• _Task brief_: Please copy out every line from the line with "Point out woman's hand in this frame." to the line with "[435,232,454,242]", reducing each bounding-box coordinate in those items by 108.

• _Data extract_:

******************************

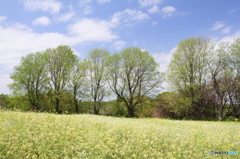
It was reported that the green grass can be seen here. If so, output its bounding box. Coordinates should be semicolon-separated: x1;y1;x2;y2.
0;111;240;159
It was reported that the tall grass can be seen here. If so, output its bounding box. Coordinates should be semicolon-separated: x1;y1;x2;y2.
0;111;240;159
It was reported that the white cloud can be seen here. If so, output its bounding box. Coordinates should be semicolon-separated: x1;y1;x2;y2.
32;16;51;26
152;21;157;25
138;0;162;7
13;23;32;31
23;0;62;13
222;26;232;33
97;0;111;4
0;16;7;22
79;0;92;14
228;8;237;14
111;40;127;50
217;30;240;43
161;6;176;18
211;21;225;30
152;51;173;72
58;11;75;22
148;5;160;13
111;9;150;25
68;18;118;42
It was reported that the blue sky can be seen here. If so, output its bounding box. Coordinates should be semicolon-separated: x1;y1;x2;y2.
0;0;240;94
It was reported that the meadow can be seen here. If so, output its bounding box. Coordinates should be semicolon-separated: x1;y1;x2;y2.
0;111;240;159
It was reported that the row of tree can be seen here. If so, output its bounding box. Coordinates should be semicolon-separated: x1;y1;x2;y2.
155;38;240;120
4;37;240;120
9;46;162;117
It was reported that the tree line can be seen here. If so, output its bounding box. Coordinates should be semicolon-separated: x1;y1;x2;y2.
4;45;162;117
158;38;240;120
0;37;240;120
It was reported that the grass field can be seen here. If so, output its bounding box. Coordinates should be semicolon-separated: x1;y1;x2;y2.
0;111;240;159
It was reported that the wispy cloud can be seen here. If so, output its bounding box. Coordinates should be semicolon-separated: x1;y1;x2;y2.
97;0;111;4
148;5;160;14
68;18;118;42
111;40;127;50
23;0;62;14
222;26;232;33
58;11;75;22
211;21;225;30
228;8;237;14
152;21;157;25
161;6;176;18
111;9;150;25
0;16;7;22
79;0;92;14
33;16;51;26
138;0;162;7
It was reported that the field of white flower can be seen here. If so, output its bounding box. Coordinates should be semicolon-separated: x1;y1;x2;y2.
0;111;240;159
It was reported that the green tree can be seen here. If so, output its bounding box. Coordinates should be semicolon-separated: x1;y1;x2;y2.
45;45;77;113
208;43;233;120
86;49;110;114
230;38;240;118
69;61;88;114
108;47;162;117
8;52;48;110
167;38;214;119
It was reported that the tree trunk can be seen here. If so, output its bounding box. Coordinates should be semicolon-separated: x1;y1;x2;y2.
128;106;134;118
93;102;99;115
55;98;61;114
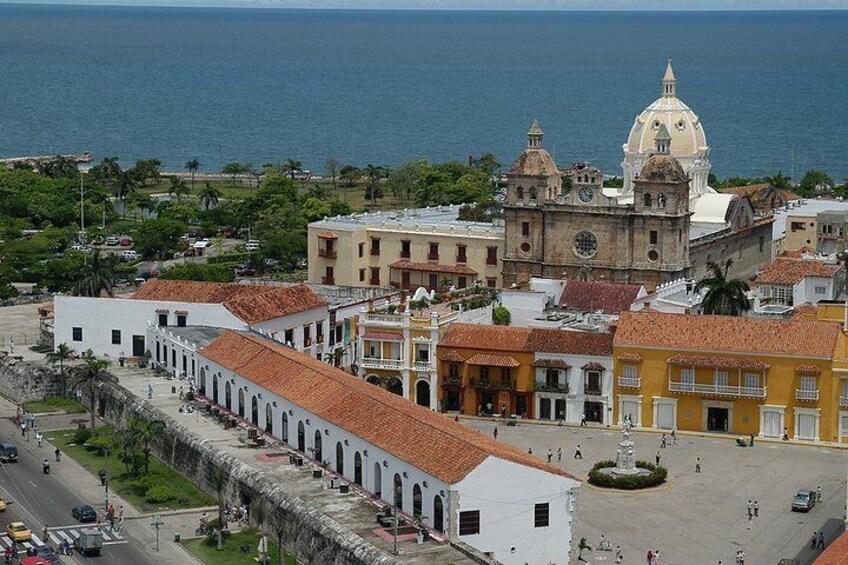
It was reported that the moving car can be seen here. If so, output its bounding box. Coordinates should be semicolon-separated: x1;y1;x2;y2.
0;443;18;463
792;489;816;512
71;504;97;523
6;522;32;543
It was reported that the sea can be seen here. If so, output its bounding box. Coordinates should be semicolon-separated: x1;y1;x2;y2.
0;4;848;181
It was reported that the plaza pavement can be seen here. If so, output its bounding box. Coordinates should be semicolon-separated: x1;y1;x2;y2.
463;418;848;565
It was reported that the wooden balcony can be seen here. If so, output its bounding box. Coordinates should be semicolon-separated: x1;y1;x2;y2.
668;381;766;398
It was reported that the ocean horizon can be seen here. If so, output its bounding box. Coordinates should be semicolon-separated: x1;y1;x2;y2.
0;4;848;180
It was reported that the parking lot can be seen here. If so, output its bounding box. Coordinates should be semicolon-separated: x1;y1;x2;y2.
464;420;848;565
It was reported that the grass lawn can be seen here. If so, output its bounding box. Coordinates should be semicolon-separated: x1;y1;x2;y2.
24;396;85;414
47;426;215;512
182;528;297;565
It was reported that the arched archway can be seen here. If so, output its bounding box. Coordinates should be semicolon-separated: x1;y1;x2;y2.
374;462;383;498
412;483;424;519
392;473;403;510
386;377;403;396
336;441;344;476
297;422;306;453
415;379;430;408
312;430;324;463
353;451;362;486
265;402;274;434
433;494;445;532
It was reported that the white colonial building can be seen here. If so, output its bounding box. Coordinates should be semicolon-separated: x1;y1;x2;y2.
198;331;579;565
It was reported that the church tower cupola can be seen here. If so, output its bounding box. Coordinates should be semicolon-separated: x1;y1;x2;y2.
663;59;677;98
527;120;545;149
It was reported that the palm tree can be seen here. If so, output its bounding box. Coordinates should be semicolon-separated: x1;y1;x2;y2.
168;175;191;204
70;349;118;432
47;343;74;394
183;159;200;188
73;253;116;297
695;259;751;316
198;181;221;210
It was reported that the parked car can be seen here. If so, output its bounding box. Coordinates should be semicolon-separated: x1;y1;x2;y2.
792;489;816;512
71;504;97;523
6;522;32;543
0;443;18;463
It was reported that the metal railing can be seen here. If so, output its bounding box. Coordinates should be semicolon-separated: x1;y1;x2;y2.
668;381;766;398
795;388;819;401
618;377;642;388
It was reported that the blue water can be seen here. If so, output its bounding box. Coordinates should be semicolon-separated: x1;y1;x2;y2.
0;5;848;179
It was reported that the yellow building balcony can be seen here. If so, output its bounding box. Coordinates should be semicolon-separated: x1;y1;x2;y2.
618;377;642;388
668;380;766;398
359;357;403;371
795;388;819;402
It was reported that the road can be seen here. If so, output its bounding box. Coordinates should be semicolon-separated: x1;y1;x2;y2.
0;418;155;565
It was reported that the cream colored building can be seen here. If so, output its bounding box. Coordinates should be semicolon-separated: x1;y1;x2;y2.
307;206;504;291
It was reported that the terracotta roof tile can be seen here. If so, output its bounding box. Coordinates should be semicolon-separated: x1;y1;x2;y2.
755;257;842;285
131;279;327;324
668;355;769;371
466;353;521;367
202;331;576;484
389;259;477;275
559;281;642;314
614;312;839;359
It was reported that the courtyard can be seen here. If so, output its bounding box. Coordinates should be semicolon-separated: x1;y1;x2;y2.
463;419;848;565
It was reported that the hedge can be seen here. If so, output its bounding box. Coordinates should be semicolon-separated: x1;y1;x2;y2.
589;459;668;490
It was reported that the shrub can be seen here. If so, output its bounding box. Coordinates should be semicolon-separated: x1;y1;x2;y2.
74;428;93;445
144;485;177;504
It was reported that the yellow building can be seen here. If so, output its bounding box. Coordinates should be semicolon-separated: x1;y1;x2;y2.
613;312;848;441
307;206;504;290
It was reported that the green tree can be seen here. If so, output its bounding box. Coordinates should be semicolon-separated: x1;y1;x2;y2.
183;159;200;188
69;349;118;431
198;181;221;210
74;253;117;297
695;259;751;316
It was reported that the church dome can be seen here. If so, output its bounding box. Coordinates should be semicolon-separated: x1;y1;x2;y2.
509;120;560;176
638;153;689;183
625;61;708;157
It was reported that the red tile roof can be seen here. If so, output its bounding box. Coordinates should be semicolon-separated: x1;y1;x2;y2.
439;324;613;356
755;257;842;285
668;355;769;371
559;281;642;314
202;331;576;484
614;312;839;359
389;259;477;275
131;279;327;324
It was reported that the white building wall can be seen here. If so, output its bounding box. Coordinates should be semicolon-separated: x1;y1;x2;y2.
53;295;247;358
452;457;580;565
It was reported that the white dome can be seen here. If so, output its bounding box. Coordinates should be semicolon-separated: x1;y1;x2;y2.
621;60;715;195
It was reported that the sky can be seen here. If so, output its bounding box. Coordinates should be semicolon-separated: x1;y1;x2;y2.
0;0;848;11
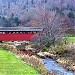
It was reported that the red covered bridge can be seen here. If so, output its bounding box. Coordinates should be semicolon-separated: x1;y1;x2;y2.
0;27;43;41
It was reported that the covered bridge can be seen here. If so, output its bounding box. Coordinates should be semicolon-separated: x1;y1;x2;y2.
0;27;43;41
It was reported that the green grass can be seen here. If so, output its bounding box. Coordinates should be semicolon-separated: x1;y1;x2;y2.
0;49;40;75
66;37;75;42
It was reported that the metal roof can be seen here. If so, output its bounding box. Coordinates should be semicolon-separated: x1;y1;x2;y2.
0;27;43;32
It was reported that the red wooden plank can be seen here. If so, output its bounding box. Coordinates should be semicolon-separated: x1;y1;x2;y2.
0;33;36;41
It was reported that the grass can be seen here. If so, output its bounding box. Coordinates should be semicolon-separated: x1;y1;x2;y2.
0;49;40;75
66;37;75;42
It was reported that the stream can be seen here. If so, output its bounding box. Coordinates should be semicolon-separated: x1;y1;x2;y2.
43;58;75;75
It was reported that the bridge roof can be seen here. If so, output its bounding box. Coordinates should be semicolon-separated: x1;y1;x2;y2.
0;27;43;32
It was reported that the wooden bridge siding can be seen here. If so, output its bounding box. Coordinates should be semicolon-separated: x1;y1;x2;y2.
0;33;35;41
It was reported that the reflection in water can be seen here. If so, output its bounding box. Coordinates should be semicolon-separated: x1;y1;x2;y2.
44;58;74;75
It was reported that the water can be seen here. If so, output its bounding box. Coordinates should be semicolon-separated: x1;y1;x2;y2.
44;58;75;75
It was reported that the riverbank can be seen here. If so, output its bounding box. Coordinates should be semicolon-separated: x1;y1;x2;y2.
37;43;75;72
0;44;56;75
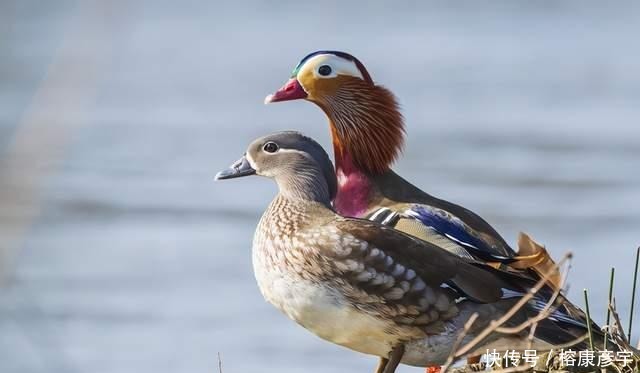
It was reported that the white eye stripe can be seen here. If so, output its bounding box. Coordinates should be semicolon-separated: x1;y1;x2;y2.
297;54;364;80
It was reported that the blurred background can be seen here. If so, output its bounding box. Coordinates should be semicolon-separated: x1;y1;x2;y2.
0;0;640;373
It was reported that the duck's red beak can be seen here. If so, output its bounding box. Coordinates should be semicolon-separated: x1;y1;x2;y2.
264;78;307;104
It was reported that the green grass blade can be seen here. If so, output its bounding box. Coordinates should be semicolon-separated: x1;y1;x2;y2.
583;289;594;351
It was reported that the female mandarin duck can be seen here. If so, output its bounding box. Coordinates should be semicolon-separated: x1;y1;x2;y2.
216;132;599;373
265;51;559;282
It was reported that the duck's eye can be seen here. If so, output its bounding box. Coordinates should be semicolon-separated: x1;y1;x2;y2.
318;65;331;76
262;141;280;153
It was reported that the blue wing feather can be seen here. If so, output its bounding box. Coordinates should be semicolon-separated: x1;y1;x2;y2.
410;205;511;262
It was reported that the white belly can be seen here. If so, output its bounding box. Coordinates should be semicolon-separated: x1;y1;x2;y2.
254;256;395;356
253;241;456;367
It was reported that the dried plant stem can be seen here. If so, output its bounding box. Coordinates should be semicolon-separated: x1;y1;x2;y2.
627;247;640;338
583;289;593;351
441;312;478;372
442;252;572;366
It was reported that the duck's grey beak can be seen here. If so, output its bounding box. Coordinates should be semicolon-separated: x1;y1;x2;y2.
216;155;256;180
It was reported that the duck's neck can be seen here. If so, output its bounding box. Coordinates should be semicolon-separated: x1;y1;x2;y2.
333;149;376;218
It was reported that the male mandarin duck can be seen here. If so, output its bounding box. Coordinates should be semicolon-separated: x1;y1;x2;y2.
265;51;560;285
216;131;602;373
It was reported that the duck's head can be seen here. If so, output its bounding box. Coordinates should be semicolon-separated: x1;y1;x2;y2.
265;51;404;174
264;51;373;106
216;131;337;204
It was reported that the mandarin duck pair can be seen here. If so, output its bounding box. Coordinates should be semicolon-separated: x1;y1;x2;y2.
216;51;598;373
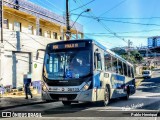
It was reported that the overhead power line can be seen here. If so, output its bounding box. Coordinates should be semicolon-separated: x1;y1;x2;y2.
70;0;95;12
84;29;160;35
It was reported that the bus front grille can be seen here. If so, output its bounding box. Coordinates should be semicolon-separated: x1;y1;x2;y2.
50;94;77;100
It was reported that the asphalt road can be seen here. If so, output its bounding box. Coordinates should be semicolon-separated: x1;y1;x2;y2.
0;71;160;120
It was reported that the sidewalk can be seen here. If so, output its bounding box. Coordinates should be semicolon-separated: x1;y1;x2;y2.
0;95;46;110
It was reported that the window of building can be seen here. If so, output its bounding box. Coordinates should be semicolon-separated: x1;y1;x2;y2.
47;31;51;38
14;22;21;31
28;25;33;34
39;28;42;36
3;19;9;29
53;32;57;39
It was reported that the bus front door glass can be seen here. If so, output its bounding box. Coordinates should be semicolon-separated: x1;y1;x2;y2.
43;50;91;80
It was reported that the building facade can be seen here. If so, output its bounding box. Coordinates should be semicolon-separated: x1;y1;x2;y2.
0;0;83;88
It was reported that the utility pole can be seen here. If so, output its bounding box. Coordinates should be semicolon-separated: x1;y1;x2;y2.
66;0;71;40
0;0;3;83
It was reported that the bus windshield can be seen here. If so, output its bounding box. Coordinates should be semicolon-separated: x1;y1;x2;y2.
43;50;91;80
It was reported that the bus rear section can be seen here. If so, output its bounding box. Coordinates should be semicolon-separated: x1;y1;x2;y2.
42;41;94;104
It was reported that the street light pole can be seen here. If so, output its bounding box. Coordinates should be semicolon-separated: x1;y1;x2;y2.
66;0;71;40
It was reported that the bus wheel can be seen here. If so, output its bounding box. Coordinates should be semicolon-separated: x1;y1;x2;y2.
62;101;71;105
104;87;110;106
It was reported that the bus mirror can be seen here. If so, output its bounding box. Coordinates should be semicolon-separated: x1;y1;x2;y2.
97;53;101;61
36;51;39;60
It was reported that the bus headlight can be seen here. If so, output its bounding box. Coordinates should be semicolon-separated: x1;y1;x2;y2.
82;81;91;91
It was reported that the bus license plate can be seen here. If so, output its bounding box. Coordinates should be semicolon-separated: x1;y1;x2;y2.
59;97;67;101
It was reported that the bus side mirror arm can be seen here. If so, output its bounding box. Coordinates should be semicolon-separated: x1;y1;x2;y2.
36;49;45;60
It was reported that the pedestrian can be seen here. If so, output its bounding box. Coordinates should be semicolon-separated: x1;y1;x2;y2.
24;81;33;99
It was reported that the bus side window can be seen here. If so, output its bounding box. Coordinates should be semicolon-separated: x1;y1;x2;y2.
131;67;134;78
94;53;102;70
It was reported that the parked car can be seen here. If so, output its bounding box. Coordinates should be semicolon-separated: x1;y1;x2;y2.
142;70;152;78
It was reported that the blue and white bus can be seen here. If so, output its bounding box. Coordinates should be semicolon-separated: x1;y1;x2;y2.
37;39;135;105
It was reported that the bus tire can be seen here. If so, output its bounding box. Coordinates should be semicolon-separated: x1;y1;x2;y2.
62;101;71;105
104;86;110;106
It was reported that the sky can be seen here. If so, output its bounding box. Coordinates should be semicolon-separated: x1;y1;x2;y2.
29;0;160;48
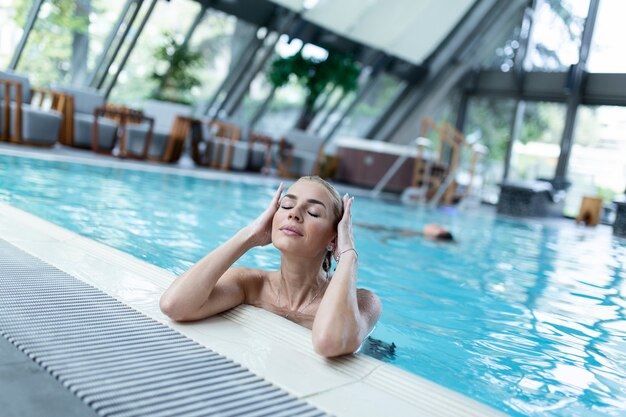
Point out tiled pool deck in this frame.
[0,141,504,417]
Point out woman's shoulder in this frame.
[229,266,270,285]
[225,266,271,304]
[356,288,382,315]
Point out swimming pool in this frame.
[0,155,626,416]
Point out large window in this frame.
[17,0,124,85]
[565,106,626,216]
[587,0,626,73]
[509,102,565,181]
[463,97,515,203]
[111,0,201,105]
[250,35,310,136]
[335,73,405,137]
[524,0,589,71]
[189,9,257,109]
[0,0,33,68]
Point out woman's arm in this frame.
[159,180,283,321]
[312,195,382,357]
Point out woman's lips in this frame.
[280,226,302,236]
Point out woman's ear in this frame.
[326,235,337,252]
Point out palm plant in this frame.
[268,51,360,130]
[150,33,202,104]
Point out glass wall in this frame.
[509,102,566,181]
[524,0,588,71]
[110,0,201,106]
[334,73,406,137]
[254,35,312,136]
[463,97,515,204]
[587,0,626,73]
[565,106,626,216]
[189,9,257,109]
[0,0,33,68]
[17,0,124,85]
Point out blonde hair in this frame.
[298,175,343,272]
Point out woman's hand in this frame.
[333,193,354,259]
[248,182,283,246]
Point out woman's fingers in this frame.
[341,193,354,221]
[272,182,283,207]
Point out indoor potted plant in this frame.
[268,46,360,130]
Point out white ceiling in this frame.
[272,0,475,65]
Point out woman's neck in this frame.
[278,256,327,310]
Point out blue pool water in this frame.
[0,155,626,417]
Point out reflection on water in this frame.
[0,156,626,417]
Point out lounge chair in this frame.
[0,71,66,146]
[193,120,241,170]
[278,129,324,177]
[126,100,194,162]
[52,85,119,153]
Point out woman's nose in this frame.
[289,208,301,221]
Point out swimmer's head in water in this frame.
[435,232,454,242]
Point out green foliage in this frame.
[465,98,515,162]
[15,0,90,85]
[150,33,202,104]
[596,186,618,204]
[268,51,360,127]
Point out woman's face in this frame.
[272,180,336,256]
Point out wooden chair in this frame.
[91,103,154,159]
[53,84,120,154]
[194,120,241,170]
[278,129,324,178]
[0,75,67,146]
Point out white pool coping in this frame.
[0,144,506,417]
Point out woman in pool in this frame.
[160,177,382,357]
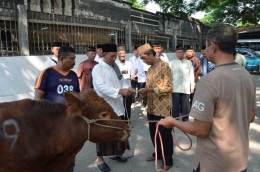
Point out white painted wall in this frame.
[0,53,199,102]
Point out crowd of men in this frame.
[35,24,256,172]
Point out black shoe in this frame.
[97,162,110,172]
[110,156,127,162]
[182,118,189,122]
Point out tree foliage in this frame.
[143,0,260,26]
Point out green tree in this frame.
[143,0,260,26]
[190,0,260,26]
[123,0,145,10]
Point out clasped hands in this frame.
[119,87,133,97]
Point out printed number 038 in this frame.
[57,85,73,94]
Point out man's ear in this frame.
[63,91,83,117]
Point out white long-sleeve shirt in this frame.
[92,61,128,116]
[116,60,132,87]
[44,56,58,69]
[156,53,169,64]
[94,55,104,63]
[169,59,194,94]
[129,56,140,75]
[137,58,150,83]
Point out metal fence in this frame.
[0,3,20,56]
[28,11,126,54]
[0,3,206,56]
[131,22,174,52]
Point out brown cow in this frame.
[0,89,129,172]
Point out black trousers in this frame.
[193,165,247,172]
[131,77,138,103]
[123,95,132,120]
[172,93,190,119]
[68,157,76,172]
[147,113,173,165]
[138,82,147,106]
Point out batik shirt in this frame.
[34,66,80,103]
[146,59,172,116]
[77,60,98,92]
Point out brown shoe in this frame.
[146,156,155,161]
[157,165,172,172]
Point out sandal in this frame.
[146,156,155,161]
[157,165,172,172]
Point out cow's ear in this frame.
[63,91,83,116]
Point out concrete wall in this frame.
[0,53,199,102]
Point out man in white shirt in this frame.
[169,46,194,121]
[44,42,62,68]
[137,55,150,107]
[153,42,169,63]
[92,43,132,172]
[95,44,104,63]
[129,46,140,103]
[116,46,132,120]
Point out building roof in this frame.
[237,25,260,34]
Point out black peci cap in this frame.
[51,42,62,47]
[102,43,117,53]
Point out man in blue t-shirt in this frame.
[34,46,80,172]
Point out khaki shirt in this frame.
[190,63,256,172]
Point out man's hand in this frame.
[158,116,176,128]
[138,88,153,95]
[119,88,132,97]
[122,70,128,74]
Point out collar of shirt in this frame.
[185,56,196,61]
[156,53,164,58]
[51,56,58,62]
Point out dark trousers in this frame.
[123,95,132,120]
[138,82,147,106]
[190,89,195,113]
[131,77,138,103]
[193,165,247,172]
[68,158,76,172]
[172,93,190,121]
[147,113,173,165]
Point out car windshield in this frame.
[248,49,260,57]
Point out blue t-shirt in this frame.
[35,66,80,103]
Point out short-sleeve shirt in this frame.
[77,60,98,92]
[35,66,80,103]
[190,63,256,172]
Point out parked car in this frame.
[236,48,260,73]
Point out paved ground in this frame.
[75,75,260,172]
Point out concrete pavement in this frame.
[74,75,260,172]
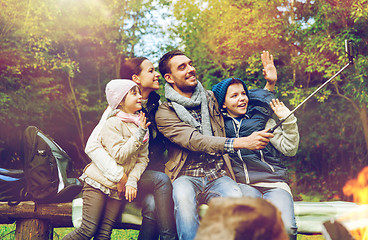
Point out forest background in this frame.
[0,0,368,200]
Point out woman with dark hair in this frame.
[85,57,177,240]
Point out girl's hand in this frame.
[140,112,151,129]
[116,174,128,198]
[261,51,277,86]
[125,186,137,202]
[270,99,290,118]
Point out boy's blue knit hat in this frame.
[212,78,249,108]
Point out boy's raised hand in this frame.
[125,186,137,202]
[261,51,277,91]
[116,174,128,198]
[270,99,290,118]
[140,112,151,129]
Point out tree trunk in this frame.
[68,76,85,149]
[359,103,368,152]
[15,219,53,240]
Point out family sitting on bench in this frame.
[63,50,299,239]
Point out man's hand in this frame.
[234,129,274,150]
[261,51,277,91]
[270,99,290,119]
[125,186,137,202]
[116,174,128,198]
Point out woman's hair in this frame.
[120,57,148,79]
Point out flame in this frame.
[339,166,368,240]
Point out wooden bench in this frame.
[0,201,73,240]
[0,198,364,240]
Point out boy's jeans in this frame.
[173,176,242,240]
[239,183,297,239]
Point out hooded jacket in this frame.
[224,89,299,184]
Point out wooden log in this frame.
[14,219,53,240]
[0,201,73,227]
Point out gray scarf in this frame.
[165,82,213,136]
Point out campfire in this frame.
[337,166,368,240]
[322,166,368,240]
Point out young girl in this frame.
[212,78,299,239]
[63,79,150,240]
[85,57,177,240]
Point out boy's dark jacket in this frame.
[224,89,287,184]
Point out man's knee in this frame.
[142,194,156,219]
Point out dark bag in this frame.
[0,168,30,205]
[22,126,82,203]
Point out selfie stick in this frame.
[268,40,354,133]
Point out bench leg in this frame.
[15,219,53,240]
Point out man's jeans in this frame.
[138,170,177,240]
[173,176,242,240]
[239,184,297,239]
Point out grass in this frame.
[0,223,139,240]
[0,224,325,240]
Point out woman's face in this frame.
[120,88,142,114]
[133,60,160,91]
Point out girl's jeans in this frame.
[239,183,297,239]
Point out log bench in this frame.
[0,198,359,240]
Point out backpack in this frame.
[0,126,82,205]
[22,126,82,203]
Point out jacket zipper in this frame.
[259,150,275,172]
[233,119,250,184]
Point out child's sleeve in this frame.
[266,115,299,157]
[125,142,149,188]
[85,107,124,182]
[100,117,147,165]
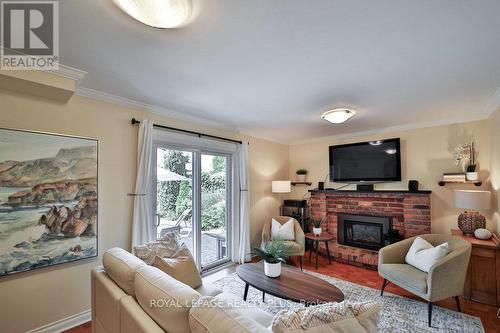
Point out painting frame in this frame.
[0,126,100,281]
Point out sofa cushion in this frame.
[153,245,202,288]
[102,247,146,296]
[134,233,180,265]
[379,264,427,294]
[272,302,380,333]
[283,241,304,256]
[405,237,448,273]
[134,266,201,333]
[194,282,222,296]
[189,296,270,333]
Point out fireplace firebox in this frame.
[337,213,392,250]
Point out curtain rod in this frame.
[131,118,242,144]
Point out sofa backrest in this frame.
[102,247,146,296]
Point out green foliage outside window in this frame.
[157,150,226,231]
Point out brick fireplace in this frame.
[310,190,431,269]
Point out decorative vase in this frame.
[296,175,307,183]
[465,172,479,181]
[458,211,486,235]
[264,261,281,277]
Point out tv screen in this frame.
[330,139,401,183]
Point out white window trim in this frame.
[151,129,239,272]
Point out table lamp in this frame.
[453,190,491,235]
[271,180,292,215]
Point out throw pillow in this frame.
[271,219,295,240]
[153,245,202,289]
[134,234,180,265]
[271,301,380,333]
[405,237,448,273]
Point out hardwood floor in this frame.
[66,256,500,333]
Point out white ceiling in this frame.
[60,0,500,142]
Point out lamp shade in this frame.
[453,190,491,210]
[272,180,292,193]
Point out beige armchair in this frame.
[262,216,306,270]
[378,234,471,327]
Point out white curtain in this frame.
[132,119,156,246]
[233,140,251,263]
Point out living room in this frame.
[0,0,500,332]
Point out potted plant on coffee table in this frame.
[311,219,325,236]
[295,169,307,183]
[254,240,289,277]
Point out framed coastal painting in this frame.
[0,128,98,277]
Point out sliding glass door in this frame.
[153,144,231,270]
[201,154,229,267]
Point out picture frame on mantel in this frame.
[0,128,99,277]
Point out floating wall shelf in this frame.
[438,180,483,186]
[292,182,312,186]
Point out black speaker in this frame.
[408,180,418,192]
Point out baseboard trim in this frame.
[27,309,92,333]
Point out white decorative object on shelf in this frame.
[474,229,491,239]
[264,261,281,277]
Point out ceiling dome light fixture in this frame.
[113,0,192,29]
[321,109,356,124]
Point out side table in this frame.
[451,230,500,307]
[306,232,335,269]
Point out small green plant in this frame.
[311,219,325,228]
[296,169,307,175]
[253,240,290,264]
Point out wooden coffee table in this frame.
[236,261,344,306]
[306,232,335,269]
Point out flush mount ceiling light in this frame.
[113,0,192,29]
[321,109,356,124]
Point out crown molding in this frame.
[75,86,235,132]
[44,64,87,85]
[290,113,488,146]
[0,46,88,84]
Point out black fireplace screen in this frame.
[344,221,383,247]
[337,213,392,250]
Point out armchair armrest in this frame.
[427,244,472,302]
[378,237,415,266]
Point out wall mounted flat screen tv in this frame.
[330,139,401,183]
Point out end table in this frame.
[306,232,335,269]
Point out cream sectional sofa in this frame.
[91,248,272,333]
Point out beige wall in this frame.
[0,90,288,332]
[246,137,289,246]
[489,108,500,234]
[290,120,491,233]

******************************

• _Answer in full_:
Point out woman's hand in this frame.
[225,85,246,151]
[140,74,175,138]
Point out woman's fingers in this frame.
[233,85,246,113]
[164,74,175,99]
Point out indoor potted plant in this frame.
[160,-62,252,22]
Point out white ceiling in this frame.
[164,-108,367,-43]
Point out woman's neck in this frame.
[170,148,219,202]
Point out blue pool water in this frame.
[-108,47,518,309]
Point out reflection on water in this frame.
[-108,48,518,309]
Point out lounge chair in this frame.
[-108,-37,-42,38]
[85,12,133,62]
[170,21,216,69]
[18,-8,86,54]
[-56,-23,11,45]
Point out woman's nose in this frame.
[181,100,193,113]
Point out swimmer's head in water in this frame.
[327,124,346,134]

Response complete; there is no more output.